**Exercise brief:** Only the stretch below from the line holding "Target: white wall" through the line holding "Place a marker on every instance of the bridge" should be restated, word for word and with both ends included; pictures stay out.

◆ ◆ ◆ ◆ ◆ ◆ ◆

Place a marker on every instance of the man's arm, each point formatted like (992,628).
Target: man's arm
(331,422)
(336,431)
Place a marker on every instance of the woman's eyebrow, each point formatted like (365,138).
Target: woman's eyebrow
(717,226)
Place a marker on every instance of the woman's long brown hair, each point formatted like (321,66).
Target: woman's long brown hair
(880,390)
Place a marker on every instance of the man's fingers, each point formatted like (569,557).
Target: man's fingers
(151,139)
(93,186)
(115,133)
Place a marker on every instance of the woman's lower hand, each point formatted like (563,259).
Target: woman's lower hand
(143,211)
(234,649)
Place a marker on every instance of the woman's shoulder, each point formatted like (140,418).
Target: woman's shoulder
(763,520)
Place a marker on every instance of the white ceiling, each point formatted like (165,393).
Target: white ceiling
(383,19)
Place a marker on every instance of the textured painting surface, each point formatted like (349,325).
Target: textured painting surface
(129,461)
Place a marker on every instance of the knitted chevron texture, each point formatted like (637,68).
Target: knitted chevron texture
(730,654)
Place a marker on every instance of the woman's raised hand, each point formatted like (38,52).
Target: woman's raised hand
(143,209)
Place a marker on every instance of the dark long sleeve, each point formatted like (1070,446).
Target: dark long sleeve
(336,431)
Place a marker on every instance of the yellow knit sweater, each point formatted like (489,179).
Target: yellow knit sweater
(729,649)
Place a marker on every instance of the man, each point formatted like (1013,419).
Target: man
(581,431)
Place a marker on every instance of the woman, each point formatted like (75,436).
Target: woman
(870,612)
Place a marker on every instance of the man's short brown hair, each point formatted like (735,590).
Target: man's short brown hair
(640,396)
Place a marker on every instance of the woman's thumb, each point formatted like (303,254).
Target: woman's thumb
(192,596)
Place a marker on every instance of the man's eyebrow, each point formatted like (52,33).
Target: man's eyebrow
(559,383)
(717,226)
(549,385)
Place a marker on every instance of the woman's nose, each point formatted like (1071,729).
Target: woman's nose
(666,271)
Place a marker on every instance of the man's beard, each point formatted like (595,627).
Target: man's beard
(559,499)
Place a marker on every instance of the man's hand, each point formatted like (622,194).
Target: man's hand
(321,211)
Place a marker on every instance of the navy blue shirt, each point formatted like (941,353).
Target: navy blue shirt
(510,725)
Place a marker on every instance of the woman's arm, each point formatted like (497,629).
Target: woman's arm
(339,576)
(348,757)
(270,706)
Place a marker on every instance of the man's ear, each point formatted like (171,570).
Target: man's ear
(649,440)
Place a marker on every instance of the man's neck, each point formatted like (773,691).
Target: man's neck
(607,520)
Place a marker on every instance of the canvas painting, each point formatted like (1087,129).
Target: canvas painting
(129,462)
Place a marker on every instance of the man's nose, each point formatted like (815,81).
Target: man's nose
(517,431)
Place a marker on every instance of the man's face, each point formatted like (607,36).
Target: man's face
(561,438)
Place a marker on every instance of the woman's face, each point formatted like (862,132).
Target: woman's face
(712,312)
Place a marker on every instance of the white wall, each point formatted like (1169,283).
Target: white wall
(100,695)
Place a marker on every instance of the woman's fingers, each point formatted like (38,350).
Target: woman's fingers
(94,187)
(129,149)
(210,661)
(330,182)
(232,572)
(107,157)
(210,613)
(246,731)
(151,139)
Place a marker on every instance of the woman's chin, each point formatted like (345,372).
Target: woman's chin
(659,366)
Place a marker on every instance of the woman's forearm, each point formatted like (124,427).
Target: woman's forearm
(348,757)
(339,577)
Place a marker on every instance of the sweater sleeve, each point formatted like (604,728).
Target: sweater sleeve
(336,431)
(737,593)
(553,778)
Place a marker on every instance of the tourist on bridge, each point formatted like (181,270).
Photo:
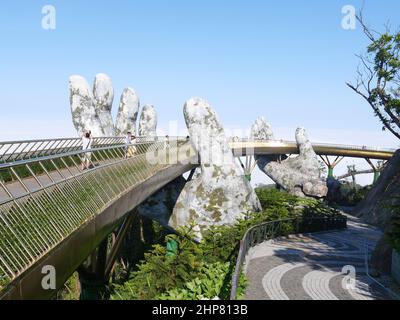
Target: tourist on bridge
(130,147)
(86,145)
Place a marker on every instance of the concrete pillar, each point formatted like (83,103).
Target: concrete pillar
(330,172)
(377,174)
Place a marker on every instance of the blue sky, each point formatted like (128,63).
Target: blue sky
(286,60)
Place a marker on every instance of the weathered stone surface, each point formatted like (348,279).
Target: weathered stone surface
(376,207)
(221,194)
(261,130)
(300,176)
(84,115)
(103,93)
(127,112)
(148,122)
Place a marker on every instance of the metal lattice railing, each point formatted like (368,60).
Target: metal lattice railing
(46,198)
(273,229)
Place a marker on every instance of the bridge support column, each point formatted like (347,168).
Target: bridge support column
(376,168)
(377,174)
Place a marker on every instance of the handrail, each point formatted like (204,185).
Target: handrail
(273,229)
(13,151)
(66,196)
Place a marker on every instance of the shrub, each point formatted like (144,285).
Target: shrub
(204,271)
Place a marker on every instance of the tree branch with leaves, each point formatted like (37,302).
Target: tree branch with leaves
(378,76)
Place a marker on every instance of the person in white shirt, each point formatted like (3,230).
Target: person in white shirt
(86,145)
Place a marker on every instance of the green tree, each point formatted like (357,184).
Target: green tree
(378,76)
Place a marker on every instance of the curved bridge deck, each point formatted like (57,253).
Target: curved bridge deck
(315,267)
(54,213)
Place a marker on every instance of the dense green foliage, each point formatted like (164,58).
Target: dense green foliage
(204,271)
(393,234)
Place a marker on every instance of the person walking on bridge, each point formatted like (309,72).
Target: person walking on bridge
(86,145)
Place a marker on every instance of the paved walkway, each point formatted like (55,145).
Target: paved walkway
(320,266)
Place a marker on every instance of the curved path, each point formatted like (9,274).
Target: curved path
(320,266)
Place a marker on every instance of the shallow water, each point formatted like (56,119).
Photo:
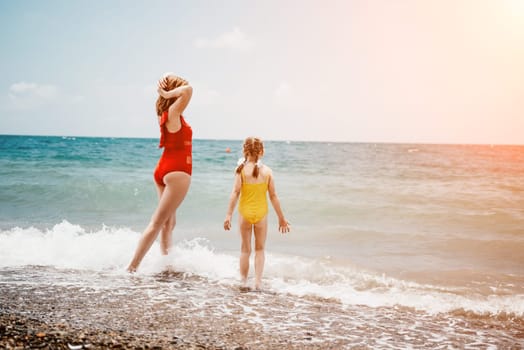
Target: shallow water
(431,235)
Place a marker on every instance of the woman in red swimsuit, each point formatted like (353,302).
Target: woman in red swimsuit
(173,171)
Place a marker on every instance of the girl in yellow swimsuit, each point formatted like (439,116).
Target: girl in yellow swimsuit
(252,183)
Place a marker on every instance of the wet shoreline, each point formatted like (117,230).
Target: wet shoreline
(181,311)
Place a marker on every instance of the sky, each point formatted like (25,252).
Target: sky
(405,71)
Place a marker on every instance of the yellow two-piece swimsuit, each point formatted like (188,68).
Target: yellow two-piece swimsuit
(253,200)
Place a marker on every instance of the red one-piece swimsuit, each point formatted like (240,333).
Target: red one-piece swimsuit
(177,150)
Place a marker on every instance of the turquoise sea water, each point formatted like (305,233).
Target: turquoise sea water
(437,228)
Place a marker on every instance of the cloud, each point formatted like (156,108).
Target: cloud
(26,96)
(234,39)
(283,90)
(32,89)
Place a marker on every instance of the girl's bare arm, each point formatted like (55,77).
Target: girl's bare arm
(233,199)
(283,225)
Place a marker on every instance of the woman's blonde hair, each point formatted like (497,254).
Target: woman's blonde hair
(254,147)
(173,82)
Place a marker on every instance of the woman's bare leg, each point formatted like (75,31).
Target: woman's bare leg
(260,229)
(177,185)
(167,230)
(245,248)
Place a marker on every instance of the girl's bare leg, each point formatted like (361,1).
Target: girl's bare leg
(260,229)
(172,195)
(245,248)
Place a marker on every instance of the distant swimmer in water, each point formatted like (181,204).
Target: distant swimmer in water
(253,181)
(173,171)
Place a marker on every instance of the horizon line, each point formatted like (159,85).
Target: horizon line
(283,140)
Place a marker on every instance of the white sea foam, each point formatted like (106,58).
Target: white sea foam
(69,246)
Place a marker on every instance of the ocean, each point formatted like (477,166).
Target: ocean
(392,245)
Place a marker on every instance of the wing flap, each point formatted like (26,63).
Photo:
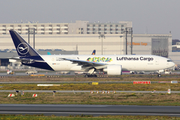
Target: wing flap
(87,64)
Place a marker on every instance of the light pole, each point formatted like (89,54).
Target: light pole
(101,36)
(127,31)
(31,31)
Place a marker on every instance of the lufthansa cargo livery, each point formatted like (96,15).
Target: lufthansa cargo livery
(90,64)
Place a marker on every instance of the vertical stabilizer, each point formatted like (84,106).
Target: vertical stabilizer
(22,47)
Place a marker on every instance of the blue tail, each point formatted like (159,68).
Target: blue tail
(22,47)
(28,55)
(94,52)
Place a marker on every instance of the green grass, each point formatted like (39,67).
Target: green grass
(86,86)
(94,99)
(84,117)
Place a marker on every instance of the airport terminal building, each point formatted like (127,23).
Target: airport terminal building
(82,37)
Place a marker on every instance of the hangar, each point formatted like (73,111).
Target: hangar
(82,37)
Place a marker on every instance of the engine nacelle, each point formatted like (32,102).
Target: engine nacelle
(113,70)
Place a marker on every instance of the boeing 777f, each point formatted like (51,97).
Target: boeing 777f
(111,64)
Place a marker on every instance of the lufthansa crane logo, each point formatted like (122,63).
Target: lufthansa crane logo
(23,48)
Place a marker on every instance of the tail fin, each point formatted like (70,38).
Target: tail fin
(22,47)
(48,53)
(94,52)
(28,55)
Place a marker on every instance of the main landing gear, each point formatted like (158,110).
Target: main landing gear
(159,75)
(90,75)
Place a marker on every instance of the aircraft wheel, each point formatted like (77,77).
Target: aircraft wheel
(159,75)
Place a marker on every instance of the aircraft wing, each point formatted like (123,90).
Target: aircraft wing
(87,64)
(25,60)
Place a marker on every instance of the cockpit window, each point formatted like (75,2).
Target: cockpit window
(169,60)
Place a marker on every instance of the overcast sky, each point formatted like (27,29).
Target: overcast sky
(147,16)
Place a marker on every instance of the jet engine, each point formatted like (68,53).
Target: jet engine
(113,70)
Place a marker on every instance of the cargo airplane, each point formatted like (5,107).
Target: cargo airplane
(111,64)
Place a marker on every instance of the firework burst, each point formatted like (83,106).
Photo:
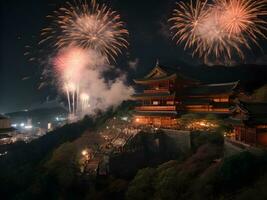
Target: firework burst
(219,29)
(89,26)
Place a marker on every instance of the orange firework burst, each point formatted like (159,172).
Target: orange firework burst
(89,26)
(220,29)
(243,17)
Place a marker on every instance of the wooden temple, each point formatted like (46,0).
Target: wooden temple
(168,94)
(249,121)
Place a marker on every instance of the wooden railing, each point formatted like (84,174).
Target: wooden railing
(160,90)
(156,108)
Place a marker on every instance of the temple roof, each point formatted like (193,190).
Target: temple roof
(160,73)
(151,95)
(156,113)
(212,89)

◆ ◆ ◆ ◆ ◆ ◆ ◆

**Task output:**
Target: white wall
(100,695)
Place a marker on every instance of the woman's fingers, each point formatted like (38,350).
Target: woman's fingers
(94,187)
(129,149)
(210,661)
(330,182)
(232,572)
(107,157)
(210,613)
(246,731)
(151,139)
Place a marker on every instance of the woman's chin, each point formatted like (345,372).
Target: woman's chin
(659,366)
Place a marker on every instance of the woman's forearm, each point formatted like (124,427).
Target: woman's forearm
(348,757)
(339,577)
Place a marker on every instance of the sweater sleeve, each point formatted like (604,728).
Target: sweater sleeve
(336,431)
(737,593)
(553,778)
Place a marker on every instance of the tourist on bridge, each point formatted like (181,270).
Photo:
Target: tourist on bridge
(130,147)
(86,145)
Place a marker on every instance of the concrete pillar, each point formatted like (83,103).
Target: concrete pillar
(330,172)
(377,174)
Place a marker on every instance of the blue sky, each point formatted like (128,63).
Target: blue sky
(286,60)
Place a marker on every instance of the weathered stone surface, each point formatted like (348,279).
Target: weathered stone surface
(376,207)
(221,194)
(261,130)
(300,176)
(84,115)
(103,93)
(127,112)
(148,122)
Place a marker on every instance of the metal lattice railing, each point formatted like (368,60).
Target: metal lattice railing
(46,198)
(273,229)
Place a marker on every instance of the bridge support column, each point formatted like (347,168).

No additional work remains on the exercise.